- Exercise prompt -
Turn the data, from its start up to and including the line with "positive clicks: (755, 625)", into a JSON list of strings with one string per line and blank lines left out. Leave the pictures out of the list.

Collection entries

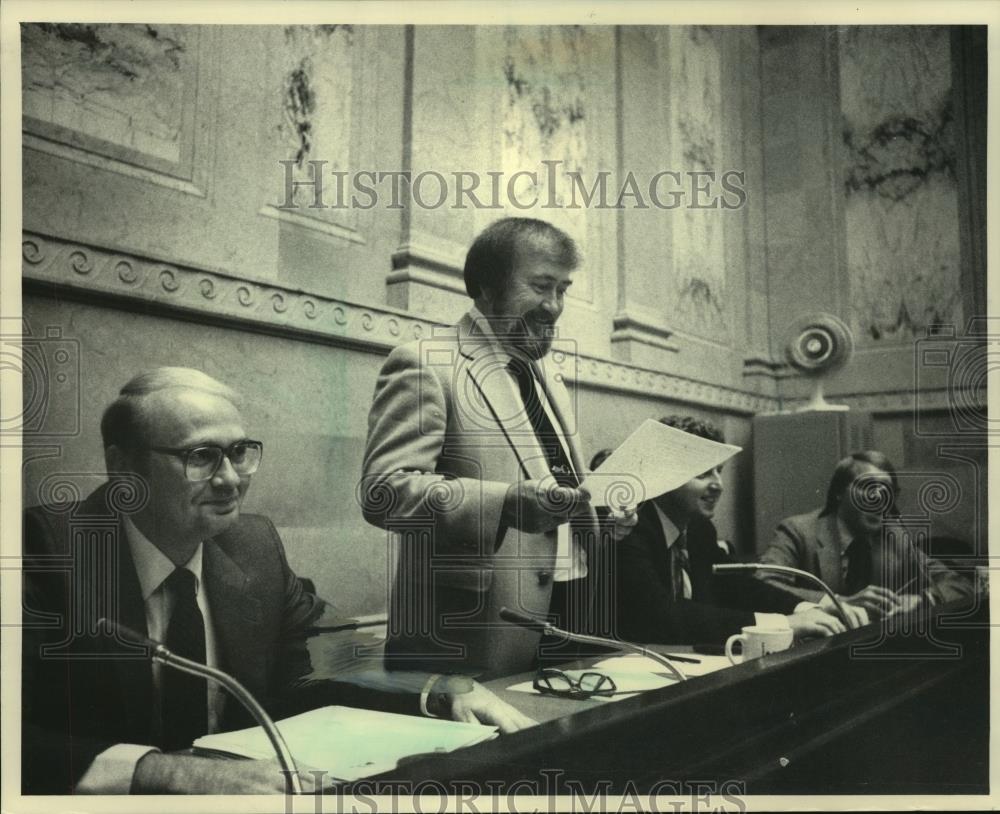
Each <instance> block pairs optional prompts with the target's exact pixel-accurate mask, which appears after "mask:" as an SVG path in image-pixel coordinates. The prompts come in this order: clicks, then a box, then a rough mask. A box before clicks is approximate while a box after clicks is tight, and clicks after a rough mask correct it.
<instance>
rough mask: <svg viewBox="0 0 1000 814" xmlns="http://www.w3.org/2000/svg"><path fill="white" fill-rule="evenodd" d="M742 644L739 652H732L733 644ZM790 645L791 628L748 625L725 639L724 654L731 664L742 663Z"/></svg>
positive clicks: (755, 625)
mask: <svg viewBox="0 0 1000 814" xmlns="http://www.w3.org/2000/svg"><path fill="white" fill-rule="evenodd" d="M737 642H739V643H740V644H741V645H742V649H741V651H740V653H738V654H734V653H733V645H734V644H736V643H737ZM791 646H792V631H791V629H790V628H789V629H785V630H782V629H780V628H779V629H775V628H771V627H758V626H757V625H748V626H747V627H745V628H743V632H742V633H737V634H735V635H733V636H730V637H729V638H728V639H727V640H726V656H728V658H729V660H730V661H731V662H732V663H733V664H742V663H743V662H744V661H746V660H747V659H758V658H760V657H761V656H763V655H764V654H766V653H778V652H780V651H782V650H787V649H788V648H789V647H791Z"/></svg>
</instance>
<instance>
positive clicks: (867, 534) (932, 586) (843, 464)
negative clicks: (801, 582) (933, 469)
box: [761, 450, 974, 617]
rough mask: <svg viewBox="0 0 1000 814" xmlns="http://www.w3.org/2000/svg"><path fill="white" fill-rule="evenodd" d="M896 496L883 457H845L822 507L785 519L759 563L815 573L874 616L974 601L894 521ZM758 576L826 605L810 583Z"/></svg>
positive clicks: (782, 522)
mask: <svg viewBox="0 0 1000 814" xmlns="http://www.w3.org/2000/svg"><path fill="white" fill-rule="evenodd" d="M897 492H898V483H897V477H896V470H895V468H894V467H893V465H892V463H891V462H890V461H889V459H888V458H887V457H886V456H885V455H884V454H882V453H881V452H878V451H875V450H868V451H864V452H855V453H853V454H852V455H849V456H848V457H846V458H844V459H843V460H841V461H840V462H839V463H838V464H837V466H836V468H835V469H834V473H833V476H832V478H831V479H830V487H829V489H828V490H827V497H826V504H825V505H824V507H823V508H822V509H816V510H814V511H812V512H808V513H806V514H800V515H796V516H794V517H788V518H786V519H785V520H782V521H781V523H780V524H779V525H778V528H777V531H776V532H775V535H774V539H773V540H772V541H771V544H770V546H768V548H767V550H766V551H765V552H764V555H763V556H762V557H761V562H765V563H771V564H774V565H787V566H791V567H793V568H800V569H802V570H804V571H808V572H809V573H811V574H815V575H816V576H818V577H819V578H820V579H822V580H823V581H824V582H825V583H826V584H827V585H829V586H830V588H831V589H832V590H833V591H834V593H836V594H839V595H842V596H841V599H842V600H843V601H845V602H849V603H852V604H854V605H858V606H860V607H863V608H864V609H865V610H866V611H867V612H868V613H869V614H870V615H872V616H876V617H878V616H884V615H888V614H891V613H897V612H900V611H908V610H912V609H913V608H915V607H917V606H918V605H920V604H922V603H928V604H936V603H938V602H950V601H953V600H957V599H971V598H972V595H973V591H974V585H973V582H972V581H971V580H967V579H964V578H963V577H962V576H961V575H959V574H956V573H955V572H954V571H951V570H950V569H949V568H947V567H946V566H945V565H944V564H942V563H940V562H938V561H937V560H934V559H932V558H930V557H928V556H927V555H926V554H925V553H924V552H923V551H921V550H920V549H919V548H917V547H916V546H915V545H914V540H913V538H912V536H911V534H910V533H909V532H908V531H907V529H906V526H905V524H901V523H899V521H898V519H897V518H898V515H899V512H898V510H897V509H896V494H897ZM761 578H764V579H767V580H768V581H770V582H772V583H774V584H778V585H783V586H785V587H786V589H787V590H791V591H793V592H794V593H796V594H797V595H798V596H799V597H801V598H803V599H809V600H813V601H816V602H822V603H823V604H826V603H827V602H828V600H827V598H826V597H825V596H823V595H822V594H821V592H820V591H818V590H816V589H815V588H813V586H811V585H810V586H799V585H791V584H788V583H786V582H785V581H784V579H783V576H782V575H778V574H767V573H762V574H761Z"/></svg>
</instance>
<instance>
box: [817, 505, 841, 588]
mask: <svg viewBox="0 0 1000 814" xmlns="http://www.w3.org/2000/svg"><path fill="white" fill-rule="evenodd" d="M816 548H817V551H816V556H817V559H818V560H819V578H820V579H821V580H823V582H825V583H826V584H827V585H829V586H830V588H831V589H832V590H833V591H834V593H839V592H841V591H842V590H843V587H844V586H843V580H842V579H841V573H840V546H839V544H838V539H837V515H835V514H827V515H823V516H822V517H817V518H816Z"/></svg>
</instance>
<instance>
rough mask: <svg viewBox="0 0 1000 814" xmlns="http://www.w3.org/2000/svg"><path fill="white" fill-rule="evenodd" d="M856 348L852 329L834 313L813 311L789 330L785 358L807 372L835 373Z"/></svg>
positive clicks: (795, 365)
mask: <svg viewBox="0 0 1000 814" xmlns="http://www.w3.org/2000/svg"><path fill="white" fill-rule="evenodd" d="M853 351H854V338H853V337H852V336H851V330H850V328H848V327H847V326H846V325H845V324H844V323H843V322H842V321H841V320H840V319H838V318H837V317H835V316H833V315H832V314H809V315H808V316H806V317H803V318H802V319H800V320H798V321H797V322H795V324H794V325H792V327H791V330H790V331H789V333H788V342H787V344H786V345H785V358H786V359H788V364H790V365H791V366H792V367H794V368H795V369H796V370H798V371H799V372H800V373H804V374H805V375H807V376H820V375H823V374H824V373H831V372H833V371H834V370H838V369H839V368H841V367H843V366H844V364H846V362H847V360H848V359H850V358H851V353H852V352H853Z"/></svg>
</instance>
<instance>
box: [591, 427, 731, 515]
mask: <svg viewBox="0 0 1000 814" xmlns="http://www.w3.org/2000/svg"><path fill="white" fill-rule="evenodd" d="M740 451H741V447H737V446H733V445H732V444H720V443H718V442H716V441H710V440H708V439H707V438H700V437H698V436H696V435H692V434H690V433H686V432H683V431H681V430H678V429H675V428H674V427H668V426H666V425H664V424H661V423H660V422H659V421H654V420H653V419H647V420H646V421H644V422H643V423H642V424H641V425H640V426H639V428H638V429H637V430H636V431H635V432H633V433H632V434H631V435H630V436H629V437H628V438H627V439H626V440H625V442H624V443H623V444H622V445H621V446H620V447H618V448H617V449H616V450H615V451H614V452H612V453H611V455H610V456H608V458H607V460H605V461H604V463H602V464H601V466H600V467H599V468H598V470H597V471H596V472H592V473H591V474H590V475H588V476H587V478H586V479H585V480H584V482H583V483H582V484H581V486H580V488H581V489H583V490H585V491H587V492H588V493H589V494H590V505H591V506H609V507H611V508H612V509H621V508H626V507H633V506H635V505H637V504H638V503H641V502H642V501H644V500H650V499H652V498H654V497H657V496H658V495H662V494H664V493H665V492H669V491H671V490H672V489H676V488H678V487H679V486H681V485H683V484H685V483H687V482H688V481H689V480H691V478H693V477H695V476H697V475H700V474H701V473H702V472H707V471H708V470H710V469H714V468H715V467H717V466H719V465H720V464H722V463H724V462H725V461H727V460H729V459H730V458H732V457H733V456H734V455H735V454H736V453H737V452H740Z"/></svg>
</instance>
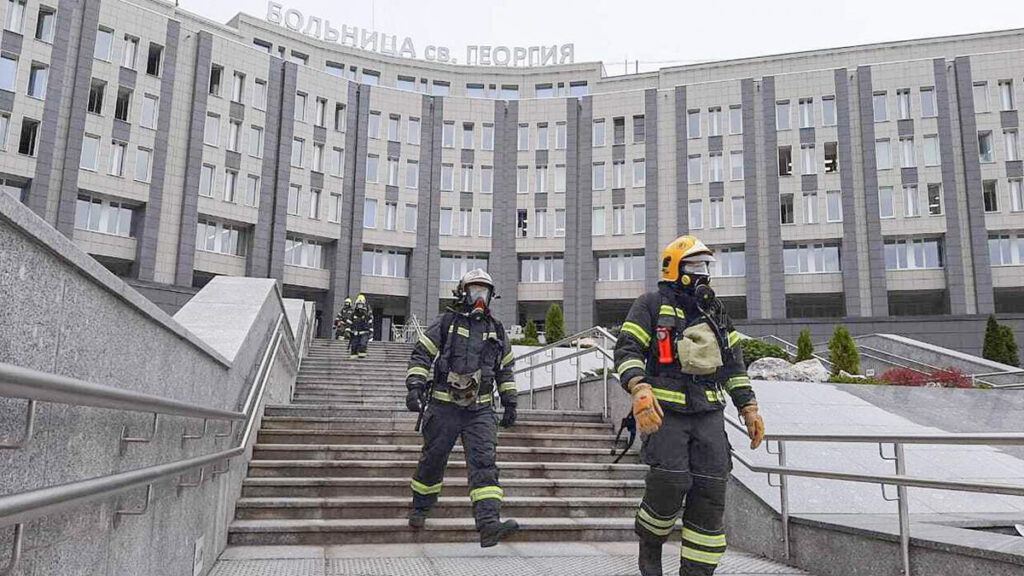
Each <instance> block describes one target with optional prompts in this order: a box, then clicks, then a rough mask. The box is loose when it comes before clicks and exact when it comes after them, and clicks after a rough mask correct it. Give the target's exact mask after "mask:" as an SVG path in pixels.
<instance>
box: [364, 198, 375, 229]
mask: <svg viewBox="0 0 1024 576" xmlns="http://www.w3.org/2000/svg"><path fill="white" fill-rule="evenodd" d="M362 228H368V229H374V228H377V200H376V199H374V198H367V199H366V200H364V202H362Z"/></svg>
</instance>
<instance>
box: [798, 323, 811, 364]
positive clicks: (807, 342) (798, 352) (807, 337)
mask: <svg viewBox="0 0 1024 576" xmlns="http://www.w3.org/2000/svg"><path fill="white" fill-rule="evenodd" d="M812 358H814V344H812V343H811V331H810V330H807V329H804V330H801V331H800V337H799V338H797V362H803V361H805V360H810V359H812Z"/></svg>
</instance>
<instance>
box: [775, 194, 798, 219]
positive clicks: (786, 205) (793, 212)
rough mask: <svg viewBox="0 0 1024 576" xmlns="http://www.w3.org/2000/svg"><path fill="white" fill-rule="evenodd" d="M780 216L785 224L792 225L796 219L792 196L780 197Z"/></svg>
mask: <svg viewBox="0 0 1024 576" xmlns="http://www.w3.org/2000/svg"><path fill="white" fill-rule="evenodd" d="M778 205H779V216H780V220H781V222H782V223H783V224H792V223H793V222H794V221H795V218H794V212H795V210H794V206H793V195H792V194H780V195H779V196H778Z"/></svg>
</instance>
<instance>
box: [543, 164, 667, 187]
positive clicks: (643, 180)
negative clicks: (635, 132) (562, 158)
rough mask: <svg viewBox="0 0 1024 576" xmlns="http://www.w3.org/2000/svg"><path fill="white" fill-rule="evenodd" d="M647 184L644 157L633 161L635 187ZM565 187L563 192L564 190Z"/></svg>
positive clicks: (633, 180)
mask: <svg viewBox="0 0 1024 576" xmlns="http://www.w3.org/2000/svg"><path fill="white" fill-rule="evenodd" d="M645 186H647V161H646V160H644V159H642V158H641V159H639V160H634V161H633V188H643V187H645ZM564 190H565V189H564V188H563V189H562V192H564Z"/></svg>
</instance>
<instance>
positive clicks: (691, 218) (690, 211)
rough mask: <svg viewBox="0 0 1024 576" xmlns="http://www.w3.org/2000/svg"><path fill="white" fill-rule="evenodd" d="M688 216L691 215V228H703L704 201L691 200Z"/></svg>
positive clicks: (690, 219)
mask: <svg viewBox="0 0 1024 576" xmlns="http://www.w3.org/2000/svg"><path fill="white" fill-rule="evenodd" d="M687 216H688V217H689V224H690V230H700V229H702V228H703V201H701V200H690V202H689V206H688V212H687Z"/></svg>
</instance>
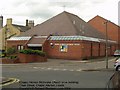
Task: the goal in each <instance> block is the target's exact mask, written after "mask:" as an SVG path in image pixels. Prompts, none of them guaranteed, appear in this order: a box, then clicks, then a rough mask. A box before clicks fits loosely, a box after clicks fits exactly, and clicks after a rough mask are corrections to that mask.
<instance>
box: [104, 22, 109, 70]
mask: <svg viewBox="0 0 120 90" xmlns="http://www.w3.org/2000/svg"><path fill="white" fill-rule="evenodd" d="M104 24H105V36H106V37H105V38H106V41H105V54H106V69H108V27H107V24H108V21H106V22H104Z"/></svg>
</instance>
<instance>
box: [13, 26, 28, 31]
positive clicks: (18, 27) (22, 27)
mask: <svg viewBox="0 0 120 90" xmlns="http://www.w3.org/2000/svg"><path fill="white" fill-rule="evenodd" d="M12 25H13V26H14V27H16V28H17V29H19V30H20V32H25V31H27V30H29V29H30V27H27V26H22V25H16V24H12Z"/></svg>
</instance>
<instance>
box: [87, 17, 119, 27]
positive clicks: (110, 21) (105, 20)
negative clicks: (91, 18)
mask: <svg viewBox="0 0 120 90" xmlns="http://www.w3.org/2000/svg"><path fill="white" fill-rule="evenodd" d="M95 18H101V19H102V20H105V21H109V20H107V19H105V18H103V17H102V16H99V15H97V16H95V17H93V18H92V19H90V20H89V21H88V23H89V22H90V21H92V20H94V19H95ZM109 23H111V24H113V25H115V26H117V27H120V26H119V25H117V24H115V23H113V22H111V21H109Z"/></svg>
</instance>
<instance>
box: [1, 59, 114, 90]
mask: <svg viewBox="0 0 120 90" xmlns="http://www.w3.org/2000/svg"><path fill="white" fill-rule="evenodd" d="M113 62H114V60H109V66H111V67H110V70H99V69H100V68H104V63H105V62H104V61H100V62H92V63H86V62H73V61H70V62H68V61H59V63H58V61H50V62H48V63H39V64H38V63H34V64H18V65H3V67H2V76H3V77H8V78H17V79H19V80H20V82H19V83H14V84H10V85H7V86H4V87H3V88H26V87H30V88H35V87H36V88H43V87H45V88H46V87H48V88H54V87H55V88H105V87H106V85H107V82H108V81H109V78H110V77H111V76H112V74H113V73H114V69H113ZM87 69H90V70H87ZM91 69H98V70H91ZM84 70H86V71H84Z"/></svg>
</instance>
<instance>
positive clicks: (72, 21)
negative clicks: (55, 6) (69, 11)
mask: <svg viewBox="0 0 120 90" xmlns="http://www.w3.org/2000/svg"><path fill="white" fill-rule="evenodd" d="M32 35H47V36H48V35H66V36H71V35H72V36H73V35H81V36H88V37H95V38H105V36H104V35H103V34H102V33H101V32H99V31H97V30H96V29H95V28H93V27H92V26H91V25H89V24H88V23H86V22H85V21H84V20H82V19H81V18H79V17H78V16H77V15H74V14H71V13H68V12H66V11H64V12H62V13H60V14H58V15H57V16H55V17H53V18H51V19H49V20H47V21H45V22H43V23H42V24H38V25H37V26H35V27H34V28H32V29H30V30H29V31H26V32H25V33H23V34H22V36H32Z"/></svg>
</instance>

- Task answer -
[
  "Each <instance> block pairs optional prompts with the target's exact pixel-accurate mask, which appears after \"mask:\" as an SVG path in image-pixel coordinates. The prompts come in this order: clicks, then a box, then a rough mask. A box before clicks is approximate while a box after clicks is tight, and clicks after a rough mask correct it.",
  "<instance>",
  "rough mask: <svg viewBox=\"0 0 1000 814\" xmlns=\"http://www.w3.org/2000/svg\"><path fill=\"white\" fill-rule=\"evenodd\" d=\"M742 644L739 652H732L733 644ZM790 645L791 628L748 625L725 639L724 654L731 664L742 663Z\"/></svg>",
  "positive clicks: (755, 625)"
]